ABOUT THIS EXERCISE: Counting only lines that contain the string "instance", how many are there in the data? Say the number alone.

SUPPLIED RECORDS:
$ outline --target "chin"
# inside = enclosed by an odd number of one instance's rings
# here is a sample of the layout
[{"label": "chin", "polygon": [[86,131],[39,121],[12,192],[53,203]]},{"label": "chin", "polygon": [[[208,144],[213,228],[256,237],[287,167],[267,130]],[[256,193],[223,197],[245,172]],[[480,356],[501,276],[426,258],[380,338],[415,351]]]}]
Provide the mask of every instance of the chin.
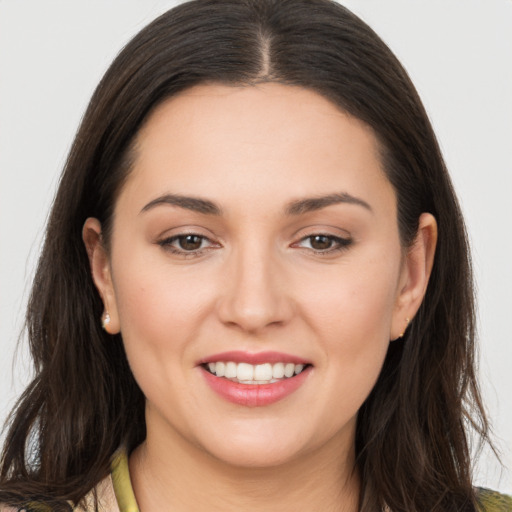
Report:
[{"label": "chin", "polygon": [[[269,425],[261,422],[245,424],[245,428],[217,428],[207,435],[202,433],[204,442],[199,446],[214,459],[236,468],[272,468],[291,463],[318,448],[316,442],[308,441],[303,429],[284,427],[282,424]],[[301,421],[294,422],[298,427]],[[220,425],[217,425],[220,427]],[[321,443],[318,443],[321,444]]]},{"label": "chin", "polygon": [[253,443],[216,447],[209,454],[219,462],[237,469],[270,469],[289,464],[300,457],[297,447],[276,446],[274,443]]}]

ANSWER TO THE PROBLEM: 2